_TASK BRIEF_. Return the listing below word for word.

(Position annotation records)
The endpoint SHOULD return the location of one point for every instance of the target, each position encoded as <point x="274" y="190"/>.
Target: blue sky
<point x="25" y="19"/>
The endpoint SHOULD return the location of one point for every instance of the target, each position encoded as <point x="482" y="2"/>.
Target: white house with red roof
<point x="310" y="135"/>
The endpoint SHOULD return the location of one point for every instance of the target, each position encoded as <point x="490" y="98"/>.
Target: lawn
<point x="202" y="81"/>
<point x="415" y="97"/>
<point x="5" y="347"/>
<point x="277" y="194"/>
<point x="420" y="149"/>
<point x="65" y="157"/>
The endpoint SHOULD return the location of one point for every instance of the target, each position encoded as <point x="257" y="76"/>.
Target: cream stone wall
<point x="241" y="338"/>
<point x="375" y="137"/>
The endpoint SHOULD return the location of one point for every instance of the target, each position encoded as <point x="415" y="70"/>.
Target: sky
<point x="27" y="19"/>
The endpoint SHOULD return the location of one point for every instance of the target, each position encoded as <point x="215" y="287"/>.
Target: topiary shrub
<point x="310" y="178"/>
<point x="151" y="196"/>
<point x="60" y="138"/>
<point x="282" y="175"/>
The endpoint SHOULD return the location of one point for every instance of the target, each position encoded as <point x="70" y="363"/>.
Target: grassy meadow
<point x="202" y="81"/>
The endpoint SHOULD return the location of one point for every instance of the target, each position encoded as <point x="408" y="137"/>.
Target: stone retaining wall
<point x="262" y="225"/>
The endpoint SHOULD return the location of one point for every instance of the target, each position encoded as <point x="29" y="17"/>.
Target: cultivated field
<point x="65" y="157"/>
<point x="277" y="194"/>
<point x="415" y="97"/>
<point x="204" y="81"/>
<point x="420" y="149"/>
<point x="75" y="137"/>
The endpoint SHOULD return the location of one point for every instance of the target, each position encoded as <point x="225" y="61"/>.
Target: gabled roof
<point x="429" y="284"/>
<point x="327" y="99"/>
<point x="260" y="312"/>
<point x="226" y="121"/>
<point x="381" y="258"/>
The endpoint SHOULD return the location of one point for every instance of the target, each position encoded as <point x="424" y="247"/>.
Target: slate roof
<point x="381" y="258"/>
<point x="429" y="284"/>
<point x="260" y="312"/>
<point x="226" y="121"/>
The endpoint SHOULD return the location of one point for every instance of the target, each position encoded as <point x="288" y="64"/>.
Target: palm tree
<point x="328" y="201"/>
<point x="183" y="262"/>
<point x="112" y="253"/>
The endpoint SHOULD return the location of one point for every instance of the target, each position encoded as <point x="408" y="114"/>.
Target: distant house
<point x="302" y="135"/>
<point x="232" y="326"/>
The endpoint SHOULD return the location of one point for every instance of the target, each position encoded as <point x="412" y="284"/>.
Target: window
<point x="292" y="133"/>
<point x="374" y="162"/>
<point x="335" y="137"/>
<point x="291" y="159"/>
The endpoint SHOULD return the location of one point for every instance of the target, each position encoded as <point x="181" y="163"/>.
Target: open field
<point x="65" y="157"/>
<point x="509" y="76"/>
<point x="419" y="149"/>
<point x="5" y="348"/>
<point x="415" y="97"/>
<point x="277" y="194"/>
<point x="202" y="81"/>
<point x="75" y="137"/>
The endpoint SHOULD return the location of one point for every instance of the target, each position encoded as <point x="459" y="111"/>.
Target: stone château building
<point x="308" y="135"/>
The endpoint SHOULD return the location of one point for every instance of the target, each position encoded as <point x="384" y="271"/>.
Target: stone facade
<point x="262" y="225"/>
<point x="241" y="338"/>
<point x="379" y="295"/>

_TASK OUTPUT_.
The endpoint SHOULD return the location of one point for every instance of the target, each position encoded as <point x="274" y="190"/>.
Target: blue sky
<point x="25" y="19"/>
The endpoint SHOULD return the location of one point for every instance of the target, each position encoded as <point x="482" y="2"/>.
Target: white house with red roof
<point x="310" y="135"/>
The endpoint SHOULD return the location of one point for every instance of the target, each position encoded as <point x="490" y="98"/>.
Target: lawn
<point x="202" y="81"/>
<point x="415" y="97"/>
<point x="5" y="347"/>
<point x="277" y="194"/>
<point x="420" y="149"/>
<point x="65" y="157"/>
The endpoint SHOULD return the location of one point for every instance of the target, each position encoded as <point x="257" y="76"/>.
Target: cream stone wall
<point x="241" y="338"/>
<point x="375" y="137"/>
The endpoint SHOULD return the location of one point for every instance of the target, each position encoded as <point x="415" y="70"/>.
Target: sky
<point x="27" y="19"/>
The endpoint SHOULD return the location of one point for every instance of the target, each position encoded as <point x="215" y="287"/>.
Target: topiary shrub
<point x="310" y="178"/>
<point x="151" y="196"/>
<point x="60" y="138"/>
<point x="282" y="175"/>
The endpoint SHOULD return the location of one point for every instance of the target, each position encoded as <point x="70" y="363"/>.
Target: grassy meadow
<point x="202" y="81"/>
The endpoint SHOULD return the location of one point for every instance of the target, each position encoded as <point x="408" y="137"/>.
Target: stone retaining wall
<point x="262" y="225"/>
The endpoint SHOULD return the location of one point for every instance of the target, each position encoded as <point x="29" y="17"/>.
Target: cultivated field
<point x="65" y="157"/>
<point x="277" y="194"/>
<point x="415" y="97"/>
<point x="204" y="81"/>
<point x="420" y="149"/>
<point x="75" y="137"/>
The endpoint SHOULD return the location of one point for every instance of the target, each position encoded as <point x="225" y="61"/>.
Target: gabled roof
<point x="429" y="284"/>
<point x="327" y="99"/>
<point x="260" y="312"/>
<point x="226" y="121"/>
<point x="381" y="258"/>
The endpoint SHOULD return the location of one point for every instance of the target, each position encoded as <point x="424" y="247"/>.
Target: slate roof
<point x="381" y="258"/>
<point x="429" y="284"/>
<point x="260" y="312"/>
<point x="226" y="121"/>
The endpoint SHOULD return the location of one point for every instance of the target, each position encoded as <point x="288" y="64"/>.
Target: palm tree
<point x="328" y="201"/>
<point x="183" y="262"/>
<point x="112" y="253"/>
The endpoint SHOULD return the location of one point for every instance of the target, each position encoded as <point x="408" y="114"/>.
Target: distant house
<point x="302" y="135"/>
<point x="232" y="326"/>
The endpoint SHOULD return the location of one point for every instance of the target, each position encoded as <point x="412" y="284"/>.
Target: window
<point x="292" y="133"/>
<point x="374" y="162"/>
<point x="335" y="137"/>
<point x="291" y="159"/>
The endpoint SHOULD return the location of one point for every instance of the target, each position encoded as <point x="181" y="163"/>.
Target: open field
<point x="65" y="157"/>
<point x="509" y="76"/>
<point x="419" y="149"/>
<point x="5" y="348"/>
<point x="415" y="97"/>
<point x="277" y="194"/>
<point x="202" y="81"/>
<point x="75" y="137"/>
The endpoint SHOULD return the location of one point for every instance of the target, each position encoded as <point x="459" y="111"/>.
Target: stone château building
<point x="308" y="135"/>
The endpoint SHOULD return the location of one point for every instance of the target, each position encoded as <point x="384" y="271"/>.
Target: stone facade
<point x="262" y="225"/>
<point x="241" y="338"/>
<point x="379" y="295"/>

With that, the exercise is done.